• [Exercise brief] Reproduce every record below verbatim, line for line.

>> Start Records for processing

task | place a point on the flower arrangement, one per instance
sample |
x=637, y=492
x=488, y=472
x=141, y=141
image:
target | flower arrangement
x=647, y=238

>> End Records for processing

• [Exercise response]
task | place a point on the flower arrangement, one per instance
sample |
x=637, y=492
x=488, y=472
x=141, y=141
image:
target | flower arrangement
x=647, y=238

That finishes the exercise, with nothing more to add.